Data drawn from a collection:
>>>
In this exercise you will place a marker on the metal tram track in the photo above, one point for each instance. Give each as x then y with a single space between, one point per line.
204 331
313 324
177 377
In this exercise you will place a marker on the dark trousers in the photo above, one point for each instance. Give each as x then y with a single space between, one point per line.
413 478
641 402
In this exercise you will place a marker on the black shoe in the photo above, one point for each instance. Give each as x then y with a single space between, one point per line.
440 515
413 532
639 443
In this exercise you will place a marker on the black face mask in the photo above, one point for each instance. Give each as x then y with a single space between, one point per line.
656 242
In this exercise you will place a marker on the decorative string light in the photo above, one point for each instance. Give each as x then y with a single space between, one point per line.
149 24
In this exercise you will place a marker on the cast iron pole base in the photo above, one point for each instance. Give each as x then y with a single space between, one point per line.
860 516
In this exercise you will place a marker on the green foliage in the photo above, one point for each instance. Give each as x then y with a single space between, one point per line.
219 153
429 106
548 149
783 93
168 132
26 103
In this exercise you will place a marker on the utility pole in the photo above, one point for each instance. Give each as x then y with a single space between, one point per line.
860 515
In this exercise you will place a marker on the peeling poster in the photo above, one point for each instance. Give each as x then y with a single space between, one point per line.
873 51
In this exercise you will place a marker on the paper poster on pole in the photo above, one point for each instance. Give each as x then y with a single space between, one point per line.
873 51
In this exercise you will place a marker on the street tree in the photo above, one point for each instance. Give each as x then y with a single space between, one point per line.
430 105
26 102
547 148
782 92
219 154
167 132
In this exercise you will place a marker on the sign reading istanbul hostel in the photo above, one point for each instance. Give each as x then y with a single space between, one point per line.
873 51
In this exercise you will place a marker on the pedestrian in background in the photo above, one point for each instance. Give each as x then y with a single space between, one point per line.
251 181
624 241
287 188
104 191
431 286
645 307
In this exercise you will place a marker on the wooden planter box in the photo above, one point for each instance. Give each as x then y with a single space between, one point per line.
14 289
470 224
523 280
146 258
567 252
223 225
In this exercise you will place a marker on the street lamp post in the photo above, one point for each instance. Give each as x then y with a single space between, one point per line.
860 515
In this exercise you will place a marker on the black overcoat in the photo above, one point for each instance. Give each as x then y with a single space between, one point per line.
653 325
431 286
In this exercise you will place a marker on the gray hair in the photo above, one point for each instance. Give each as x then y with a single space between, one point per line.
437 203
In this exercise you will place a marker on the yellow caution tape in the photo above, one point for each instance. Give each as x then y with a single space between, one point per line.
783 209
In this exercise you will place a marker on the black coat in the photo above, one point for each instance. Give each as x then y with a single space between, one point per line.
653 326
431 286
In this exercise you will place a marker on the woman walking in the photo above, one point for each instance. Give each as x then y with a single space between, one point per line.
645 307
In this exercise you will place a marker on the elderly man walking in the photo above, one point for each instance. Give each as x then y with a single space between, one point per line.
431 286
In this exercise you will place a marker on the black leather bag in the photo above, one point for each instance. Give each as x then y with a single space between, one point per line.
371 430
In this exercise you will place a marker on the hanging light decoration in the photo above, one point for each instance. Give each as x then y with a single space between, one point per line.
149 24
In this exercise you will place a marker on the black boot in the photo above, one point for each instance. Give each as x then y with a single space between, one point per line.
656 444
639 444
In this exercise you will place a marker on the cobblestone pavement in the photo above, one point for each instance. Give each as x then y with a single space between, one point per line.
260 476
<<<
Switch "exercise" to "task" throughout the lines running from the one containing "the black coat" through the end of the data, and give those lines again with everything else unchanged.

# Complete answer
In this task you will place a marker on the black coat in the photo above, one point for each instance. Give each as x then y with a single space between, one point per line.
653 326
431 286
In this task you will place a marker on the woman walking in the photo above, one point for each instance. Give each as x then y with a single space between, one point per line.
645 307
In this task you will place a marker on the elderly man walking in the photo above, one point for each instance. Give each as x then y with a single space between, one point per line.
431 286
In this task you will place a marker on the black leather bag in the photo above, one point for each instance. Give each as x then y with a single space between, one point per line.
371 430
In this task you will place a marker on the hanging light decoration in the photo above, one point for each instance. Give each as x then y with a single space between, one point per line.
149 24
In this task you will place a marker on the black boot in the photo above, one point for each instance. Give each as x then y with a single space between, one point per line.
656 444
639 444
In this task you will place a marker on the cobblestone pavement in the photo above, one point for each instance. Give each as x then y with a single space between, one point per line.
260 476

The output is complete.